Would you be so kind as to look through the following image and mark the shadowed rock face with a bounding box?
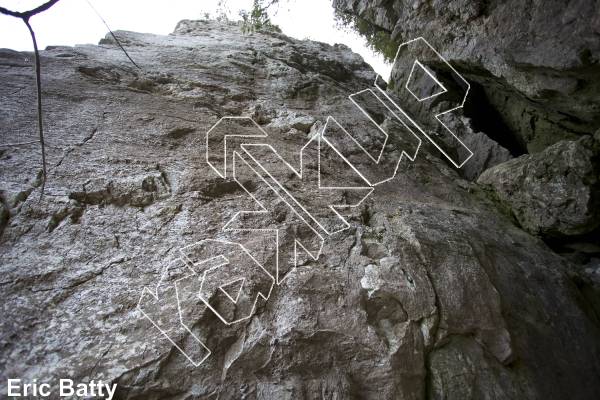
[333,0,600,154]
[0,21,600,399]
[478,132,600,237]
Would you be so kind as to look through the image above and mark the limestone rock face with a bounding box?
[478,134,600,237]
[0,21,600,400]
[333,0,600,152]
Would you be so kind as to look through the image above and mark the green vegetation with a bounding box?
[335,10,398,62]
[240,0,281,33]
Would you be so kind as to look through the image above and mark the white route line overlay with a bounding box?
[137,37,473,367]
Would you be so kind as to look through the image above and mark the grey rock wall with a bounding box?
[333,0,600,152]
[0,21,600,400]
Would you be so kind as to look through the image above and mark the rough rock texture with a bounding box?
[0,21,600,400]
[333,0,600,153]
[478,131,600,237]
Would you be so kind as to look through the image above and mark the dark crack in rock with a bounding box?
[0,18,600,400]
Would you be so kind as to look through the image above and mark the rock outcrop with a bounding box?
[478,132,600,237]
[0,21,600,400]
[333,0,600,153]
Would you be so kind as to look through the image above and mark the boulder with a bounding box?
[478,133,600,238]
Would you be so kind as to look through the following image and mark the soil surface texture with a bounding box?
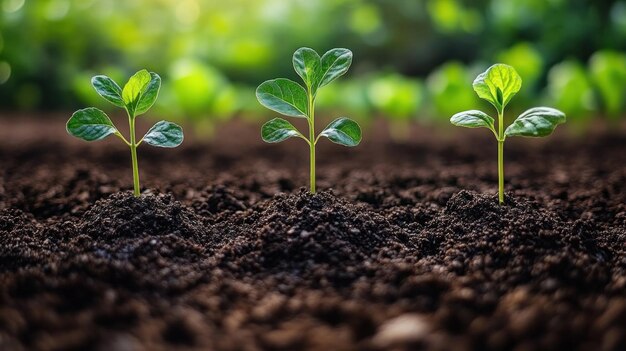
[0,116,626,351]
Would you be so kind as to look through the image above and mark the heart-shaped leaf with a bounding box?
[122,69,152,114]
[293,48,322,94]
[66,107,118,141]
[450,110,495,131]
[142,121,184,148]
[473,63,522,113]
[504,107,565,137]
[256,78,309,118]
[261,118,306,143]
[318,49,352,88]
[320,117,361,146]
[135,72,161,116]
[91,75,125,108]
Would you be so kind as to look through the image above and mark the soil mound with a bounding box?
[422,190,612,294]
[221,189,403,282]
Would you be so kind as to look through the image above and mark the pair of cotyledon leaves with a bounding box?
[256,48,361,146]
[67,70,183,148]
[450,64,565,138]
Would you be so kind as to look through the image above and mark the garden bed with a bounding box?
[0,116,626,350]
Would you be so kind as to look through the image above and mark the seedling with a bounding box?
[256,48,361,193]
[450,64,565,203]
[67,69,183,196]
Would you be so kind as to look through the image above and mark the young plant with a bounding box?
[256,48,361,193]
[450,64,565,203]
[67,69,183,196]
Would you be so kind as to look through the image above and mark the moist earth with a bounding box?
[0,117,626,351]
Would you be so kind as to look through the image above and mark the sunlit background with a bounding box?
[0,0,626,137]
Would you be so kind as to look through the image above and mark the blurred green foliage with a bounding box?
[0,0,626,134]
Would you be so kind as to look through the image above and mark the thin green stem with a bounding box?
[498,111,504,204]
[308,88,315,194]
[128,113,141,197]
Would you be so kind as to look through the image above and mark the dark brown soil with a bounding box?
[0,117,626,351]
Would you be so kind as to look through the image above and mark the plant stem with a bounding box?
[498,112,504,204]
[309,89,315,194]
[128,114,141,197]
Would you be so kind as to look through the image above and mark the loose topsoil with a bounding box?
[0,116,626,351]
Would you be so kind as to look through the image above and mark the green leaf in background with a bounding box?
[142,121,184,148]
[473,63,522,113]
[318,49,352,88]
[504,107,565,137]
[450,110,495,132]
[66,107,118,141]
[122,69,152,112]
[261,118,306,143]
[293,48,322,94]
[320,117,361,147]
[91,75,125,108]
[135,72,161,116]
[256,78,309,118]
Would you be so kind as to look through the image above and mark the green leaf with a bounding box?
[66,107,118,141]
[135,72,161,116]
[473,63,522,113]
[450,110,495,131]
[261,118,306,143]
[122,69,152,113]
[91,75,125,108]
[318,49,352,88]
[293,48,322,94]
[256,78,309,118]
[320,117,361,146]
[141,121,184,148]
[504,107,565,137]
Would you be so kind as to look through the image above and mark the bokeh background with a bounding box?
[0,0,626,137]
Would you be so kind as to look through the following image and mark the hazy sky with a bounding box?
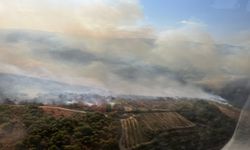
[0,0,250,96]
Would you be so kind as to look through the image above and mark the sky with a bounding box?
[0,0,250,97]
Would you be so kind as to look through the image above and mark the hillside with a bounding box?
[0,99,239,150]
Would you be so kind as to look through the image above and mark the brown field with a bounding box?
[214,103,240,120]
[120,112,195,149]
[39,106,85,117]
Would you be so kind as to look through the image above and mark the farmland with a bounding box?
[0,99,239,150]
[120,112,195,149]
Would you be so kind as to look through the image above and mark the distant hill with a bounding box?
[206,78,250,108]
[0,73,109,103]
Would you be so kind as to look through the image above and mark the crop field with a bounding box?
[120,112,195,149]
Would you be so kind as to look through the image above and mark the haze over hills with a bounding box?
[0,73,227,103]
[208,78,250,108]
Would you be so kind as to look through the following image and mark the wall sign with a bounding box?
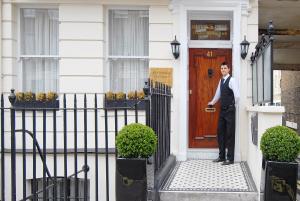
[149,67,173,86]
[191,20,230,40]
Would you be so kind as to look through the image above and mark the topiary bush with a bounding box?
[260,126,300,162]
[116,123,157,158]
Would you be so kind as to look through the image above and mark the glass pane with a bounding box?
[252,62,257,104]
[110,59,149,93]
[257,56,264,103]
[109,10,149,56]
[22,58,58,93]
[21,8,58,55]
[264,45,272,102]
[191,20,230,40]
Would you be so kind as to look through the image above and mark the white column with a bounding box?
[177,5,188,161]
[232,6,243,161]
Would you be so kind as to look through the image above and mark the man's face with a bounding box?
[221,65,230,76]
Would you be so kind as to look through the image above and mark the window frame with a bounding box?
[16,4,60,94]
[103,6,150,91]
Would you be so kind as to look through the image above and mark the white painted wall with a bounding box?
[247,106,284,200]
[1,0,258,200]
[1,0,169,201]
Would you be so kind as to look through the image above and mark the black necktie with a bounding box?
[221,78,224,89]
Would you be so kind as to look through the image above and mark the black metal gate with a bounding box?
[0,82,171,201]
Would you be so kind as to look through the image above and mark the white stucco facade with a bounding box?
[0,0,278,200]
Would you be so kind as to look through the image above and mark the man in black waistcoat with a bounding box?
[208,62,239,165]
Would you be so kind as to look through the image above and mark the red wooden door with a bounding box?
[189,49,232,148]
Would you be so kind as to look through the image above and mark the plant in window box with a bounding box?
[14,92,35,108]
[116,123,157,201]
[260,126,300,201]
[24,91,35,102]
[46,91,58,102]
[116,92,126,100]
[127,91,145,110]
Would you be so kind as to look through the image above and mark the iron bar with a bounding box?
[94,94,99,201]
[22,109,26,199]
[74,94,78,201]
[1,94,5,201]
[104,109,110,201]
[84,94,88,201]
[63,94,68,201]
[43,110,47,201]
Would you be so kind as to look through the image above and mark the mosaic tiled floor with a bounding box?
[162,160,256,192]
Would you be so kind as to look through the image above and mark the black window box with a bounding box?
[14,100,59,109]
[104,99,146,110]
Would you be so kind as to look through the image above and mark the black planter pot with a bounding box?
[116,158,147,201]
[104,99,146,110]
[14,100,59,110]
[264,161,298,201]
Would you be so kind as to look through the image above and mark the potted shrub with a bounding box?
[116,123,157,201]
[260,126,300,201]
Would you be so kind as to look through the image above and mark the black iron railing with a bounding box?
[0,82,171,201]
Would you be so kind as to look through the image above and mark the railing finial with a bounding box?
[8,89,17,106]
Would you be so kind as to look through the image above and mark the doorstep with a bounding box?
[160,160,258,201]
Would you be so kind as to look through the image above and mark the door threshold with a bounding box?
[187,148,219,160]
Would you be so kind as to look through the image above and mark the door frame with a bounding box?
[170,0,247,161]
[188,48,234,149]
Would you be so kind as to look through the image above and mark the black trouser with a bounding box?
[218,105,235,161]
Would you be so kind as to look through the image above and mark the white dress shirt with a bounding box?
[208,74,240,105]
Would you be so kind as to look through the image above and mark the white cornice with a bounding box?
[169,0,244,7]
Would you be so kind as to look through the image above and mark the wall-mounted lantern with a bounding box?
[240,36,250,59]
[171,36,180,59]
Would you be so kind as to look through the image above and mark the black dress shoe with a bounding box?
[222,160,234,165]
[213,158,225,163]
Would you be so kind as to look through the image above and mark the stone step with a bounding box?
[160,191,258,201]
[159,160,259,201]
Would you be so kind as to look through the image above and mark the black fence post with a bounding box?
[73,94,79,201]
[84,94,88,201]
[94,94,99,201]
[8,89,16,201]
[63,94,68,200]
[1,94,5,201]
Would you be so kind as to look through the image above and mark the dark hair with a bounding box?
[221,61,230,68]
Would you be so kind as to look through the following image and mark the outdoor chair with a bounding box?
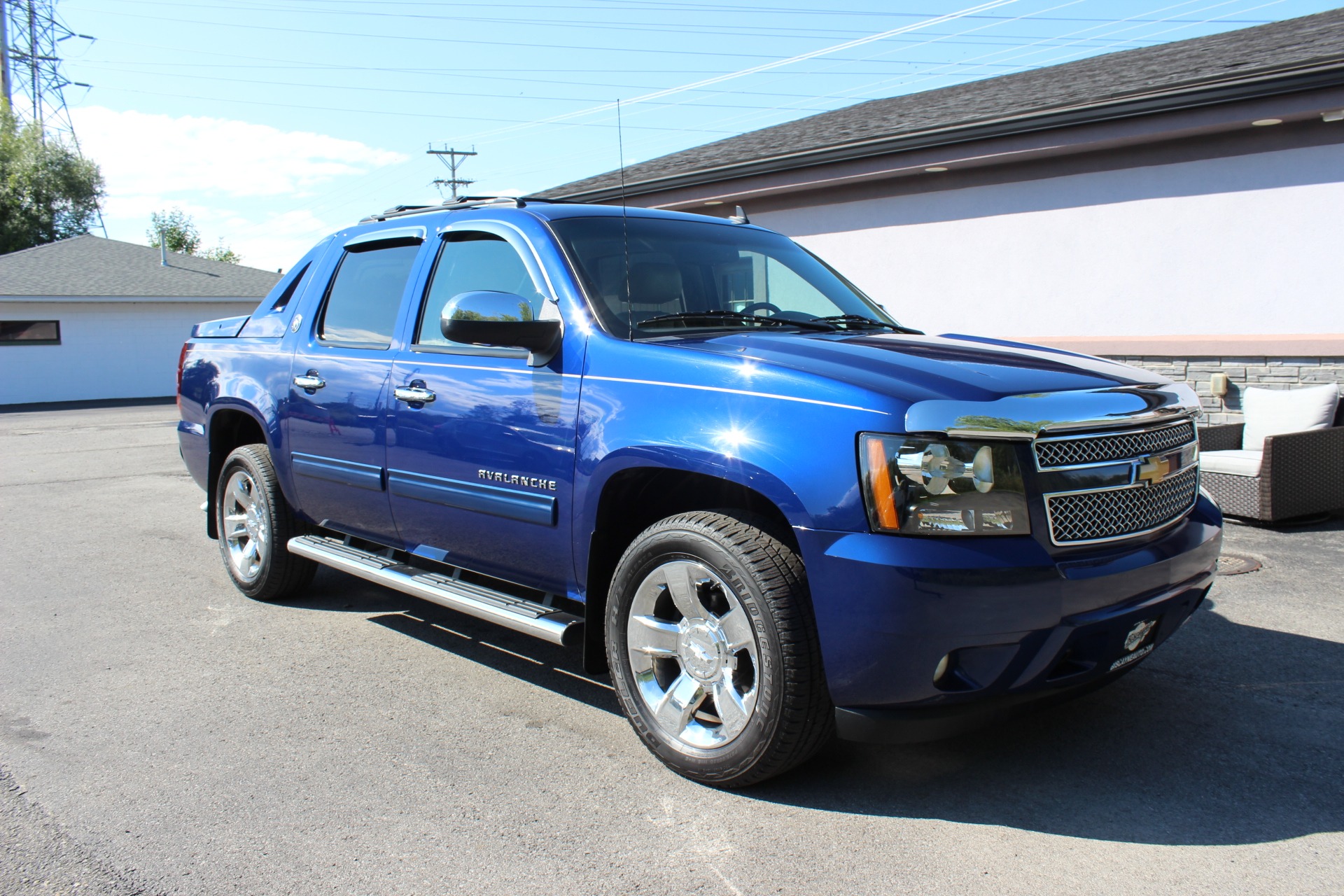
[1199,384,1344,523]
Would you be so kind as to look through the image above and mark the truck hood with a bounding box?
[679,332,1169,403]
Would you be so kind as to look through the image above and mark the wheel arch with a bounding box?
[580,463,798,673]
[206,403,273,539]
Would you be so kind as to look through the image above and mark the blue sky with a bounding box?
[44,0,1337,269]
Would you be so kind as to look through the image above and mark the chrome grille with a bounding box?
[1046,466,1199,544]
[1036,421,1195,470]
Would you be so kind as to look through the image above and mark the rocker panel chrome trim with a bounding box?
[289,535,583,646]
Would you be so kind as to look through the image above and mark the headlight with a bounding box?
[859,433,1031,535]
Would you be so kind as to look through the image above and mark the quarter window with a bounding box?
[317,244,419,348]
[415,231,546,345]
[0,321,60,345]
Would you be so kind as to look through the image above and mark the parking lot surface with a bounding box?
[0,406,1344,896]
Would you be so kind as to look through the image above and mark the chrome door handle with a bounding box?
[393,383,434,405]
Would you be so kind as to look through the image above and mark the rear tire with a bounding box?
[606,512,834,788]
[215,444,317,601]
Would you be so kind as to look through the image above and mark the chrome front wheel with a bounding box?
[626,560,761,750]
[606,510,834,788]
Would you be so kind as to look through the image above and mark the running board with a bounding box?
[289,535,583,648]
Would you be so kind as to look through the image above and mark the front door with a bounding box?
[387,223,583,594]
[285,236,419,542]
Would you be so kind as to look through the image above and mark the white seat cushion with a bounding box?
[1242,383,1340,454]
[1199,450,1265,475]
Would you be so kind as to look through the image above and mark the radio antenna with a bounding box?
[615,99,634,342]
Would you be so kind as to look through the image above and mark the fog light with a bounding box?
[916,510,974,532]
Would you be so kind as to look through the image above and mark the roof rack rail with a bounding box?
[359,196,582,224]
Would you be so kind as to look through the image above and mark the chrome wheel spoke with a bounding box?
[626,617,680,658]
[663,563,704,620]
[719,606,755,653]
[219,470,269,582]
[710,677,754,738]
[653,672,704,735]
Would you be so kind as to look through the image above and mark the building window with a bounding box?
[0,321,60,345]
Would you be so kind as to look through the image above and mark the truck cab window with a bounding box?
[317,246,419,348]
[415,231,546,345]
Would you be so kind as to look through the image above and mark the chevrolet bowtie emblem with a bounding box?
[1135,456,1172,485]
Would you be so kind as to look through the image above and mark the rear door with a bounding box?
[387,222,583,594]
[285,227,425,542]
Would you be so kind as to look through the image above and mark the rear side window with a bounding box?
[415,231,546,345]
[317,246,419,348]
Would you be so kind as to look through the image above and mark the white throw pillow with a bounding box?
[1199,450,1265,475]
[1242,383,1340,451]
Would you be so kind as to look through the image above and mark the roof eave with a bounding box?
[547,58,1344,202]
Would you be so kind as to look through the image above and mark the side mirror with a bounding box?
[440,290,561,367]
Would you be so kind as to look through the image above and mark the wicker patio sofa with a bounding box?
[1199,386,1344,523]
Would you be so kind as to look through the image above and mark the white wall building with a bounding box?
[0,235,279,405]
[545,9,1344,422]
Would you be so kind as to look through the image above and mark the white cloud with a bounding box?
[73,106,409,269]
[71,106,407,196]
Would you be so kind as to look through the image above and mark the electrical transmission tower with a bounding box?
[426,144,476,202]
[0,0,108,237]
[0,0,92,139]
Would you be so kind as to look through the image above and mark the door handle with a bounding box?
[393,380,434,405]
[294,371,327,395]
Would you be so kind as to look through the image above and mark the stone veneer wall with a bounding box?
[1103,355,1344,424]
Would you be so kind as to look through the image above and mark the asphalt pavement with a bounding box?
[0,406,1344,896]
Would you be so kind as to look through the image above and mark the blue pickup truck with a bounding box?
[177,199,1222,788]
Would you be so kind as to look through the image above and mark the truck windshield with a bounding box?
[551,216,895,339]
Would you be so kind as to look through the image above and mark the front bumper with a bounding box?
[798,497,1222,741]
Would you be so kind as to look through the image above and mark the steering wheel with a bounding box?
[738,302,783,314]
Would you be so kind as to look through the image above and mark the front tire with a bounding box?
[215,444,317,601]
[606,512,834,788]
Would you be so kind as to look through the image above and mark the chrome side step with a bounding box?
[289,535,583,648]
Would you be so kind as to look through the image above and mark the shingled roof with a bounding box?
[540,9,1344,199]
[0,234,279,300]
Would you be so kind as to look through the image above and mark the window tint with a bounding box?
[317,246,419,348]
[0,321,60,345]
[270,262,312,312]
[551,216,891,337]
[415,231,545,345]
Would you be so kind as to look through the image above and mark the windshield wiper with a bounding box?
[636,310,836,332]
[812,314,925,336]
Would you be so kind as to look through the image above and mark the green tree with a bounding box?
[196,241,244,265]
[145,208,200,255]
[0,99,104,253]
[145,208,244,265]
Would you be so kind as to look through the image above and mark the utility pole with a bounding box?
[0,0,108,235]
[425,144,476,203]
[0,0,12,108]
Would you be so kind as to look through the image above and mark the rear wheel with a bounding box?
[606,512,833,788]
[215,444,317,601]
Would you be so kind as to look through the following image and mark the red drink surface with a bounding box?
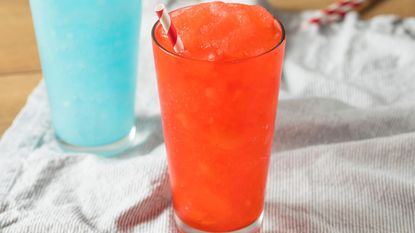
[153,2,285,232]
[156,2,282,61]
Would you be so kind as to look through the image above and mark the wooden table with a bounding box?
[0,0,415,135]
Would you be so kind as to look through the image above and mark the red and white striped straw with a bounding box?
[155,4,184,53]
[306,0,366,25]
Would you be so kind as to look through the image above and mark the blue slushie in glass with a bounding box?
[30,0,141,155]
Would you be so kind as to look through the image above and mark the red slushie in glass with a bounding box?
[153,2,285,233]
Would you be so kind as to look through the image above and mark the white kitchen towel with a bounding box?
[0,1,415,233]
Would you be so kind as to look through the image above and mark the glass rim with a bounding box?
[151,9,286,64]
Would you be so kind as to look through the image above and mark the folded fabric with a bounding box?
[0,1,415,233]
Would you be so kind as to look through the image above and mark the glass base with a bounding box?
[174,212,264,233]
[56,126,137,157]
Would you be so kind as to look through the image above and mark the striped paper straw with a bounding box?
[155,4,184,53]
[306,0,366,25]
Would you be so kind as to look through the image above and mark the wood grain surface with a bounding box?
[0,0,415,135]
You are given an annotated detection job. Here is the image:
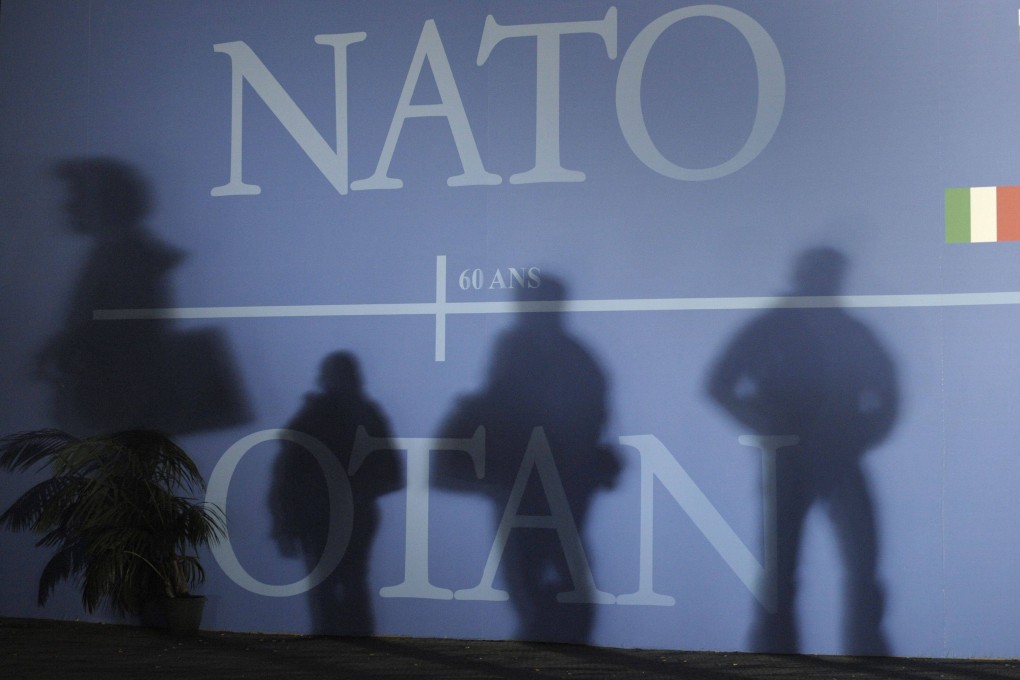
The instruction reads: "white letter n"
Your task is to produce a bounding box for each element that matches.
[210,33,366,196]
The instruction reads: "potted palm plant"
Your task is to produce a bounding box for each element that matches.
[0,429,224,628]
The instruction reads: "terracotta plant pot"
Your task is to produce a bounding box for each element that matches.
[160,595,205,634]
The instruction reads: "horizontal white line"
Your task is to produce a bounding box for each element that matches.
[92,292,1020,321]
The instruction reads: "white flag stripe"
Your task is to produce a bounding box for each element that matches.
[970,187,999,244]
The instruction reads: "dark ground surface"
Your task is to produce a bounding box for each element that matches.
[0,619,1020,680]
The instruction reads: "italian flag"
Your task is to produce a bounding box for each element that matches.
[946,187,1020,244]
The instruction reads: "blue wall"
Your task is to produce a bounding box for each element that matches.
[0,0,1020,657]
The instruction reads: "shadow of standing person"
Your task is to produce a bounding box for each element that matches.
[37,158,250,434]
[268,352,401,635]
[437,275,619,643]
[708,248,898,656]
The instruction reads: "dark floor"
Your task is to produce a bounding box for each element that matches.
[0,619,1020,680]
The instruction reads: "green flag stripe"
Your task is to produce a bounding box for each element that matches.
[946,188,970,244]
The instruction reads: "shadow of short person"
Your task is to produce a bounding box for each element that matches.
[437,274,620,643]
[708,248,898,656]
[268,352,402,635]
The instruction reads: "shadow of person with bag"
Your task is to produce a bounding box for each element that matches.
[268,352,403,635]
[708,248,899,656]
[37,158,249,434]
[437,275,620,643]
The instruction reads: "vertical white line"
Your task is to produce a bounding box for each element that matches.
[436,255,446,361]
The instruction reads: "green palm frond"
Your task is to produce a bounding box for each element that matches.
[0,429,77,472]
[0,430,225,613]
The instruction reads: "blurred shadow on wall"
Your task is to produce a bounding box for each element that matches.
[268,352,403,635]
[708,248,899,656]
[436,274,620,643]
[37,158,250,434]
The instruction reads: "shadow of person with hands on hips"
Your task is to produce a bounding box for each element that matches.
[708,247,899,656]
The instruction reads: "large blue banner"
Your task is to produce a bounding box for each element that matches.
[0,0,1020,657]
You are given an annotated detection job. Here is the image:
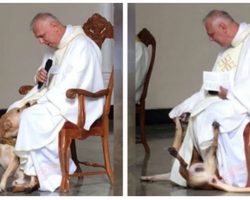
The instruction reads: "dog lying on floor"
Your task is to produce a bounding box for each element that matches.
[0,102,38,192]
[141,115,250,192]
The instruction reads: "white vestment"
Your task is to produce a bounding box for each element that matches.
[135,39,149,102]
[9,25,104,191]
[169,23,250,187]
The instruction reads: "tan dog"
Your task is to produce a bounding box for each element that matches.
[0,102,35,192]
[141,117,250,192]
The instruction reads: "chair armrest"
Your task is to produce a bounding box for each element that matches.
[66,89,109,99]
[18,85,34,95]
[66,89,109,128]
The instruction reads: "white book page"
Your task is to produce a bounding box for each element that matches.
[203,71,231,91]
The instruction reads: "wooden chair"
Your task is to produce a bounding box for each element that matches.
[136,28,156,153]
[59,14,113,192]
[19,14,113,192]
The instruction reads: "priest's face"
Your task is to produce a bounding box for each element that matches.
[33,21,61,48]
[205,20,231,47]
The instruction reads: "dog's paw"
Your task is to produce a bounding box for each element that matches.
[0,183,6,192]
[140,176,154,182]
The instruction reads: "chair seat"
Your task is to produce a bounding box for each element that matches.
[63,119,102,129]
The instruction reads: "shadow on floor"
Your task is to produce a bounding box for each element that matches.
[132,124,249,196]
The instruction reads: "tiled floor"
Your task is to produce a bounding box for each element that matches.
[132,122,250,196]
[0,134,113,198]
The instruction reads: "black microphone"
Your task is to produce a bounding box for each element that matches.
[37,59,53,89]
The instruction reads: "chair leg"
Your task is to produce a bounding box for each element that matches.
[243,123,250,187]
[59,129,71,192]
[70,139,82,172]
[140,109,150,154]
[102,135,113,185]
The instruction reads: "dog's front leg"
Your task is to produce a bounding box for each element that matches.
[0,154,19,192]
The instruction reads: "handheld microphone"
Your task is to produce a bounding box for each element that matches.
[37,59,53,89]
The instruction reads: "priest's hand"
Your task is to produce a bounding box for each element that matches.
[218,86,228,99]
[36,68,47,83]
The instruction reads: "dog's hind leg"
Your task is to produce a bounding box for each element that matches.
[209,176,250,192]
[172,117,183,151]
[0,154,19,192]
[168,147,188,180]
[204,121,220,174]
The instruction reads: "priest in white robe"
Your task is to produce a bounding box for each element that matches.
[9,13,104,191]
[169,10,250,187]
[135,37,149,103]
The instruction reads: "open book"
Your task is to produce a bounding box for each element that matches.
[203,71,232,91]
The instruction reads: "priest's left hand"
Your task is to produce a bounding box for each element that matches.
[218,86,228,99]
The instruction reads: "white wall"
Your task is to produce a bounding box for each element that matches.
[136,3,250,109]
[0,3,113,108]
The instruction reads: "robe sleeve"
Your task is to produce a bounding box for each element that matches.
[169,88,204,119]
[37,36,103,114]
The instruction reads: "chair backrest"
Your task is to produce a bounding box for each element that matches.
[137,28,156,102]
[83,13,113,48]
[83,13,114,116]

========

Given task –
Rewrite the records as a two-column CSV with the headers request and answer, one row per request. Begin at the line that has "finial with a bounding box?" and stop after the line that has "[208,74,240,105]". Put each field in quotation marks, and turn any line breaks inside a field into spaces.

Answer below –
request,answer
"Would you be so kind as to look through the image above and mark the railing finial with a bounding box?","[8,89,17,106]"
"Would you be so kind as to look through the image above and mark the doorstep with a bounding box?","[160,160,258,201]"
"Would you be so kind as to look through the image above and mark the door threshold with a bounding box?","[187,148,219,160]"
"Would you be so kind as to look through the image above and mark the door frame with a bounding box?","[170,0,247,161] [188,48,234,149]"
"Would you be so kind as to look through the image above and mark the black trouser with a bounding box?","[218,105,235,161]"
"Would you be so kind as to look through the image above and mark the white dress shirt with a bounding box?","[208,74,240,105]"